▶ _PROBLEM TO WORK ON_: In the material below, convert the lines between the one holding "like point(185, 672)?" and the one holding "point(248, 392)", inclusive, into a JSON list of strings with one string per line and blank lines omitted.

>>>>>

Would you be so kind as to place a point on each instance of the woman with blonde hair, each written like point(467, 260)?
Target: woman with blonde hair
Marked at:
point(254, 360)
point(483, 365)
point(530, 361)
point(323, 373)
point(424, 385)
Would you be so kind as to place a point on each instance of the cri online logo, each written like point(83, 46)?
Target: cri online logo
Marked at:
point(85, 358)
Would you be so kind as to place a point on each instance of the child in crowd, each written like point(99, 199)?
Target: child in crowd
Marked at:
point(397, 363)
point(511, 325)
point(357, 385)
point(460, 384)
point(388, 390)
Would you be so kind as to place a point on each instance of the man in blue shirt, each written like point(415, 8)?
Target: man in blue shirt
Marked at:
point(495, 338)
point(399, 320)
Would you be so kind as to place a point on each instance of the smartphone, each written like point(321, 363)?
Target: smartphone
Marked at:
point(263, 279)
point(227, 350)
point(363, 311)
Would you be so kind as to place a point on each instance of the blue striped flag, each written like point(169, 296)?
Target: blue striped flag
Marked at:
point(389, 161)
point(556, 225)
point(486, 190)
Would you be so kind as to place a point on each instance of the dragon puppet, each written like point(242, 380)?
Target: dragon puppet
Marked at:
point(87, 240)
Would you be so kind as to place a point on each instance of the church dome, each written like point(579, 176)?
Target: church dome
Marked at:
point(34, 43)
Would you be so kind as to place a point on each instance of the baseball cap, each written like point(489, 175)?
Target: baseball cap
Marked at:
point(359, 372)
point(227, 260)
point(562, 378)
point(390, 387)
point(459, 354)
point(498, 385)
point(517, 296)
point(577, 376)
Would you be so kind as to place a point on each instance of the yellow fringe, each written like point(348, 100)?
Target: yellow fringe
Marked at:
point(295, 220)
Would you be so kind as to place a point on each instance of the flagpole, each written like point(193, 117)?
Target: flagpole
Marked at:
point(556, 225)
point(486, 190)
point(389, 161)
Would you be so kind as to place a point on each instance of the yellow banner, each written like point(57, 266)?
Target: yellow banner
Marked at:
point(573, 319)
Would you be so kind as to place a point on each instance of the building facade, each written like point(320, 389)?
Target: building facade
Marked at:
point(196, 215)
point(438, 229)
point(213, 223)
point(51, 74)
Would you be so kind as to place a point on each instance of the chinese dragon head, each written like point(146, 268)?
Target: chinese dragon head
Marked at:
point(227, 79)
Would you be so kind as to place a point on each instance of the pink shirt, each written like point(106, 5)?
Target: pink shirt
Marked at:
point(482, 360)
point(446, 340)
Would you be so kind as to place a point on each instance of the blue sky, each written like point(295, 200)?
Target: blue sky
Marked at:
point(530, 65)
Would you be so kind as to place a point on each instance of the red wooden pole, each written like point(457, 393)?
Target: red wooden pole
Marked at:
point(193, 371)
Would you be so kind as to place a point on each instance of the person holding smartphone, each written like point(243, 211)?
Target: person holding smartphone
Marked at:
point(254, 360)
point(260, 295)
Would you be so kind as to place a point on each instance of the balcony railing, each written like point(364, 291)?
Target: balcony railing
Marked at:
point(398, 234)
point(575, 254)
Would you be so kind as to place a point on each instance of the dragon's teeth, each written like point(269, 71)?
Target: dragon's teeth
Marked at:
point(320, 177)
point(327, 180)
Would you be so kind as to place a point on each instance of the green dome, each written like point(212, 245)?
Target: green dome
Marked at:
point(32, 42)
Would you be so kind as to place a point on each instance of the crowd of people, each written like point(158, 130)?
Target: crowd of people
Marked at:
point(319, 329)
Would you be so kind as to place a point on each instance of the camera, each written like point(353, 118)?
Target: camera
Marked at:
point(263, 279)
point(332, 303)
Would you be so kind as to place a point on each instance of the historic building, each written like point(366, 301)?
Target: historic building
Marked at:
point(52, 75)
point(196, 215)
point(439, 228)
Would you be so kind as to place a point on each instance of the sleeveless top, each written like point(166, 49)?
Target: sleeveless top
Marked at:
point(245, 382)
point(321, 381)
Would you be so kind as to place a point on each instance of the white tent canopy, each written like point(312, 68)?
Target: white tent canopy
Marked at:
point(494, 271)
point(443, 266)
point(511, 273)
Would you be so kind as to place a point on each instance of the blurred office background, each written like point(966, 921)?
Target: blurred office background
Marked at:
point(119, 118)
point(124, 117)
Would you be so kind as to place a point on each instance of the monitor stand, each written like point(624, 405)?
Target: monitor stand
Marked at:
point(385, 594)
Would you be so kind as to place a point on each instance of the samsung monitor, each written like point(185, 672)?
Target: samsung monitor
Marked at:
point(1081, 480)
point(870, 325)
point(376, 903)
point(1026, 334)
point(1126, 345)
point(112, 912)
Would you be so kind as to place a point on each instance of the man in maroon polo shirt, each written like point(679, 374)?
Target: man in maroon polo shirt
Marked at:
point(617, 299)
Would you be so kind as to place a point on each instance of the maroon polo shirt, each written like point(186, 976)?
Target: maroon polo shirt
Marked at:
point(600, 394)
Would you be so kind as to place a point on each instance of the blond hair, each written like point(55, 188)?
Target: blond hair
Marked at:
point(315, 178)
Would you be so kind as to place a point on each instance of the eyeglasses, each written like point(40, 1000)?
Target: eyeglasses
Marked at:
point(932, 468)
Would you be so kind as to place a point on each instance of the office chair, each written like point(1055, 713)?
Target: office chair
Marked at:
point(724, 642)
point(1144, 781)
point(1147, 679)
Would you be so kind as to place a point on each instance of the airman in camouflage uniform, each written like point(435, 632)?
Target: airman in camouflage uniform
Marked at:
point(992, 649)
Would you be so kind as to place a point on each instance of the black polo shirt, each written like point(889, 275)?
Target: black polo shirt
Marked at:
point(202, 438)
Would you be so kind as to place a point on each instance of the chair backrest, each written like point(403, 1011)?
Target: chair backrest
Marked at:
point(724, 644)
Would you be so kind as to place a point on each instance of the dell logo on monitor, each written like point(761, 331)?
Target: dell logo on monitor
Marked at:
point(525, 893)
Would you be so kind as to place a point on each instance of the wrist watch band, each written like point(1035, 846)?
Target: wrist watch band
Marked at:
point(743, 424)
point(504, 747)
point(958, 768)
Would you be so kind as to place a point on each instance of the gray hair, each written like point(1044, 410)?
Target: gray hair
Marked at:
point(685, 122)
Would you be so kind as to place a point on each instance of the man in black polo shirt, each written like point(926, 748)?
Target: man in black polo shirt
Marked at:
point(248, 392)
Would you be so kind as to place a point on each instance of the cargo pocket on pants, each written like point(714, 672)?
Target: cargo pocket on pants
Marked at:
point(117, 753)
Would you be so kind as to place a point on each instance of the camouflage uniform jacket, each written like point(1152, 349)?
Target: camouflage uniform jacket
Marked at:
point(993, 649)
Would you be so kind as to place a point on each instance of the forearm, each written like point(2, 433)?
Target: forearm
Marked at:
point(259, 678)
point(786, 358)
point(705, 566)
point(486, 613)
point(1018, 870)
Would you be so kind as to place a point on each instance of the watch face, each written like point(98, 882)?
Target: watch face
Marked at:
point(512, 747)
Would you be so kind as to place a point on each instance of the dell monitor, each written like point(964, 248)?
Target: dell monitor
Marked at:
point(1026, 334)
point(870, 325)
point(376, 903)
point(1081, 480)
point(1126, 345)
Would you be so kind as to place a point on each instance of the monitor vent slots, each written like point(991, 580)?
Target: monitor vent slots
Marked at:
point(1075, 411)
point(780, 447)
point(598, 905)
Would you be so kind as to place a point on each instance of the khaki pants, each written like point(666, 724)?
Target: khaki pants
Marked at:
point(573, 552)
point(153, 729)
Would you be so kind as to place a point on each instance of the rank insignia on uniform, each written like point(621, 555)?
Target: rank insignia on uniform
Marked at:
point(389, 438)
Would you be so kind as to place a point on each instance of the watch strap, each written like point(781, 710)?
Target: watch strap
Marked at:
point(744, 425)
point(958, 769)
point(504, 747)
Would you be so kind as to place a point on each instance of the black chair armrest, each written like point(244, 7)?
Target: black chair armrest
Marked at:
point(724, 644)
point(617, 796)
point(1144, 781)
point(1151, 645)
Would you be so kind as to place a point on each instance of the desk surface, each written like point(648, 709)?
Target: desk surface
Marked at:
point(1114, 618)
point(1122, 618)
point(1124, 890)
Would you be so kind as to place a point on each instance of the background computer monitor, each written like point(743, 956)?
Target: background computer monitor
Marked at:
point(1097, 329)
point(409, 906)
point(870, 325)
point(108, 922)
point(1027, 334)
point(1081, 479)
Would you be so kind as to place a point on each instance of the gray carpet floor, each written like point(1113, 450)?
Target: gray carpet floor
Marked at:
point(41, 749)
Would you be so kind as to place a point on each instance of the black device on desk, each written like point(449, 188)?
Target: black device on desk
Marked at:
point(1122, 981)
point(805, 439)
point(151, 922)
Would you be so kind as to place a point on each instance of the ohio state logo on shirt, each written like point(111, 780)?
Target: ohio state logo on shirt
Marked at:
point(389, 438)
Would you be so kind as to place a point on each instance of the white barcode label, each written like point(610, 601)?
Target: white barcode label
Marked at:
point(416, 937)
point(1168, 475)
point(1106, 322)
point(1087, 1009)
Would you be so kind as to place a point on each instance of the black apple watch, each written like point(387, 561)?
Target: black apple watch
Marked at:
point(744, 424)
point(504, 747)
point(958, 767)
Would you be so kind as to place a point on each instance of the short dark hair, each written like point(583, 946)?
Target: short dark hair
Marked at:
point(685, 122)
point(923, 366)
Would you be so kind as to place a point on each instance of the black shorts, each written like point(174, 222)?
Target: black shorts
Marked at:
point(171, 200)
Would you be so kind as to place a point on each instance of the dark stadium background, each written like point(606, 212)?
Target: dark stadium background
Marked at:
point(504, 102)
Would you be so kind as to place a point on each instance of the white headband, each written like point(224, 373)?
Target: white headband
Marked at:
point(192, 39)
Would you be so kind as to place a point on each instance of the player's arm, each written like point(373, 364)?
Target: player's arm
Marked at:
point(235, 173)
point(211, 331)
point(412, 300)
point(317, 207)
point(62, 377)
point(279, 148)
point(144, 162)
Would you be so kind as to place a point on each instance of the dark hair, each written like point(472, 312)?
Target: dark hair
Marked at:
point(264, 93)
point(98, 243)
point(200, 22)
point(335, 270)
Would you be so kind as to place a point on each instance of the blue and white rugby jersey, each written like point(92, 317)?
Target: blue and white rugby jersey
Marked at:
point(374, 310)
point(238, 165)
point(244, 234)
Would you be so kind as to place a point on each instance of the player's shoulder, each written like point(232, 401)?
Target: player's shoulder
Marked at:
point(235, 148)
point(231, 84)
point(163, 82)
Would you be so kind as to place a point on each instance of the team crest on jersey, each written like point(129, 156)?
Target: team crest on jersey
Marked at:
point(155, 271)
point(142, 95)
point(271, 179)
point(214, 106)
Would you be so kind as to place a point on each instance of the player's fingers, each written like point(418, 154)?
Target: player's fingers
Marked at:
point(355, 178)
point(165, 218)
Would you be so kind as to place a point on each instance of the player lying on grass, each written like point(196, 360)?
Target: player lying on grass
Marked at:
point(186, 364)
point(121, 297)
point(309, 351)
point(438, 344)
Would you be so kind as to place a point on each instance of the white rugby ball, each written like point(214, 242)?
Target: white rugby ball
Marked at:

<<<<<

▶ _COMPLETE OUTPUT_:
[
  "Would you be so kind as to place a point on each instance of the samsung monitor, each written like point(185, 672)?",
  "Target: samsung monitor",
  "Marked at:",
  "point(1081, 480)",
  "point(870, 325)",
  "point(376, 903)",
  "point(1026, 334)",
  "point(1126, 345)",
  "point(112, 912)",
  "Would you be so kind as to place a point on each instance of the man in maroon polo shirt, each written like point(679, 374)?",
  "Target: man in maroon polo shirt",
  "Marked at:",
  "point(617, 299)",
  "Would you be so kind as to place a point on each instance of the maroon polo shirt, each written like point(186, 976)?",
  "Target: maroon polo shirt",
  "Marked at:",
  "point(600, 394)",
  "Would you be so kind as to place a point on each instance of the blond hair, each written like point(55, 188)?",
  "Target: blond hair",
  "Marked at:",
  "point(315, 178)",
  "Would you be so kind as to place a point on each instance of the eyeglasses, each written like point(40, 1000)?",
  "Target: eyeglasses",
  "Marked at:",
  "point(932, 468)",
  "Would you be so kind as to place a point on each instance of the office chair, each written like point(1055, 713)?",
  "Target: office chair",
  "Marked at:",
  "point(724, 642)",
  "point(1144, 781)",
  "point(1147, 679)",
  "Would you be so kind as to place a point on each instance of the airman in camouflage uniform, each written like point(435, 632)?",
  "Target: airman in camouflage uniform",
  "Marked at:",
  "point(992, 649)",
  "Would you be so kind as to place a point on each instance of the black polo shirt, each written like point(889, 275)?",
  "Target: black polo shirt",
  "Marked at:",
  "point(202, 438)",
  "Would you be so kind as to place a point on each instance of the chair backrest, each written like point(403, 1011)?",
  "Target: chair backrest",
  "Marked at:",
  "point(724, 644)",
  "Would you be so kind as to place a point on each instance of the dell logo on monitor, each written like point(761, 331)?",
  "Target: dell logo on monitor",
  "Marked at:",
  "point(525, 893)",
  "Would you be so kind as to place a point on each instance of the wrist watch band, each written like point(1035, 846)?",
  "Target: wrist watch band",
  "Marked at:",
  "point(743, 424)",
  "point(504, 747)",
  "point(958, 768)",
  "Would you be so kind as to place a point on each instance of the gray hair, each written like point(1044, 410)?",
  "Target: gray hair",
  "Marked at:",
  "point(685, 122)",
  "Would you be so kind as to place a point on each instance of the man in black polo shirt, each written like point(926, 748)?",
  "Target: man in black polo shirt",
  "Marked at:",
  "point(248, 392)"
]